**Challenge**
Return each of the following lines verbatim, making no alteration of any kind.

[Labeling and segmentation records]
******************************

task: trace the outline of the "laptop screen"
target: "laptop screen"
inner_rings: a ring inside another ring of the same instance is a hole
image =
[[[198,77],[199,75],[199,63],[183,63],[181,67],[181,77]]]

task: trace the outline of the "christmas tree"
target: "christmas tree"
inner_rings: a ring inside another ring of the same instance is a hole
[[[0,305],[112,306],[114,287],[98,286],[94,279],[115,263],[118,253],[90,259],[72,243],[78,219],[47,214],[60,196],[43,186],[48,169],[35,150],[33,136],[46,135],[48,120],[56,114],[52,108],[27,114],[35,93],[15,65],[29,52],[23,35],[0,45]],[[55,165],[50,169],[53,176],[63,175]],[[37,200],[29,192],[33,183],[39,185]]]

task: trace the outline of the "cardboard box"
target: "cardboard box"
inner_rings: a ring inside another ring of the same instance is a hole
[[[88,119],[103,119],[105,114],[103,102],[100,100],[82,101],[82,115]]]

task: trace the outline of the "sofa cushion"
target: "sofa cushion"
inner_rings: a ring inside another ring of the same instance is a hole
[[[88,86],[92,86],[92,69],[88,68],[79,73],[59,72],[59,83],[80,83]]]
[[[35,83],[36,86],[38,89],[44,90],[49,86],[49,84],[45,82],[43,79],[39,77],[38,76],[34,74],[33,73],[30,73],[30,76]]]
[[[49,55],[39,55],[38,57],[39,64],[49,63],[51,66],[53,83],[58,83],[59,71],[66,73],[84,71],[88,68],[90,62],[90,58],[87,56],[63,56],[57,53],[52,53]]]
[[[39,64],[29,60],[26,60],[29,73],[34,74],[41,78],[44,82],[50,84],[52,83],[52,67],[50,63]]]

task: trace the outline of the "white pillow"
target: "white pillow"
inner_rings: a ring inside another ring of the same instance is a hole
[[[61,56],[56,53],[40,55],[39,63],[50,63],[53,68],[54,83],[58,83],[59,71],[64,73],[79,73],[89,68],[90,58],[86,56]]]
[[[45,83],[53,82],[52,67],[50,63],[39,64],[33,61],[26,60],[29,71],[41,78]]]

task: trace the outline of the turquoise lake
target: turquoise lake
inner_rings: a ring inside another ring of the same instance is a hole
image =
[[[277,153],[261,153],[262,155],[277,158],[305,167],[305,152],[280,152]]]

******************************

**Task solution**
task: trace the outline of the "laptop screen"
target: "laptop screen"
inner_rings: a ring inside another ring of the same instance is a hole
image =
[[[198,77],[199,75],[199,63],[183,63],[181,67],[181,77]]]

task: trace the outline of the "christmas tree"
target: "christmas tree"
inner_rings: a ring inside another ring of the same instance is a hole
[[[0,305],[112,306],[114,287],[98,286],[94,279],[115,263],[118,253],[90,259],[72,243],[78,219],[47,214],[60,196],[43,186],[48,169],[35,150],[33,136],[46,135],[48,120],[56,114],[52,108],[27,114],[35,93],[15,65],[29,52],[23,35],[0,45]],[[55,165],[50,169],[53,176],[63,175]],[[37,200],[29,192],[33,183],[39,185]]]

task: trace the outline of the "cardboard box"
target: "cardboard box"
inner_rings: a ring inside another ring of the same instance is a hole
[[[88,119],[103,119],[105,114],[103,102],[100,100],[82,101],[82,115]]]

task: trace the outline of the "sofa cushion"
target: "sofa cushion"
inner_rings: a ring inside another ring of the same instance is a hole
[[[88,86],[92,86],[92,69],[88,68],[79,73],[59,72],[59,83],[80,83]]]
[[[35,83],[36,86],[38,89],[44,90],[49,86],[49,84],[45,82],[43,79],[39,77],[38,76],[34,74],[33,73],[30,73],[30,76]]]
[[[49,55],[39,55],[38,57],[39,64],[49,63],[51,66],[53,83],[58,83],[59,71],[66,73],[84,71],[88,68],[90,62],[90,58],[87,56],[63,56],[57,53],[52,53]]]
[[[39,64],[29,60],[26,60],[29,73],[34,74],[41,78],[44,82],[50,84],[52,83],[52,67],[50,63]]]

task: trace the outline of the "white pillow"
target: "white pillow"
inner_rings: a ring inside another ring of the same instance is a hole
[[[61,56],[56,53],[40,55],[39,63],[50,63],[53,68],[54,83],[58,83],[59,71],[64,73],[79,73],[89,68],[90,58],[86,56]]]
[[[45,83],[53,82],[52,67],[50,63],[39,64],[33,61],[26,60],[29,71],[41,78]]]

task: trace the outline of the turquoise lake
target: turquoise lake
inner_rings: a ring inside another ring of the same instance is a hole
image =
[[[277,153],[261,153],[262,155],[277,158],[305,167],[305,152],[280,152]]]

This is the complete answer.